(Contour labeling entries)

>> begin

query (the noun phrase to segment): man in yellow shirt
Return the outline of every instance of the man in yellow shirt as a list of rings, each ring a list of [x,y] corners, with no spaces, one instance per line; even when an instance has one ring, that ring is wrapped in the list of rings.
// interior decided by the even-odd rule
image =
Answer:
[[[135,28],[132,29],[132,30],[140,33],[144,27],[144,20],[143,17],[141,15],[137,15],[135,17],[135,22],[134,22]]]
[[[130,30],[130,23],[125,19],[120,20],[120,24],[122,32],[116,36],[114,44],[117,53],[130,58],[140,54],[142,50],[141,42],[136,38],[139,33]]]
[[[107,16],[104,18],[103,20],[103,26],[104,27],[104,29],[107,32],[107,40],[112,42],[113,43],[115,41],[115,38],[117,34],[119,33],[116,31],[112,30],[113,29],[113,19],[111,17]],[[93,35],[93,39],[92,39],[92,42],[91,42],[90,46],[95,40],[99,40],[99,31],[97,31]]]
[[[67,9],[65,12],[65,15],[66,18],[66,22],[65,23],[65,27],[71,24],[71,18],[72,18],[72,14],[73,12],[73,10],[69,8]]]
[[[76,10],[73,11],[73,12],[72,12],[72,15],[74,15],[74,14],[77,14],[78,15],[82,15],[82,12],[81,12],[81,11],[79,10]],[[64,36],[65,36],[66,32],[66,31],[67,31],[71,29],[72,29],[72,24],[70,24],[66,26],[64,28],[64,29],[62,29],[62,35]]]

>> end

[Stated problem]
Report every line of the records above that contains the word "yellow", copying each such line in full.

[Worked answer]
query (the noun phrase to segment): man in yellow shirt
Return the outline of every instance of the man in yellow shirt as a list of rings, each ring a list of [x,y] corners, with no spaces, one instance per line; even when an instance has one ring, that ring is wrapped in the list of rings.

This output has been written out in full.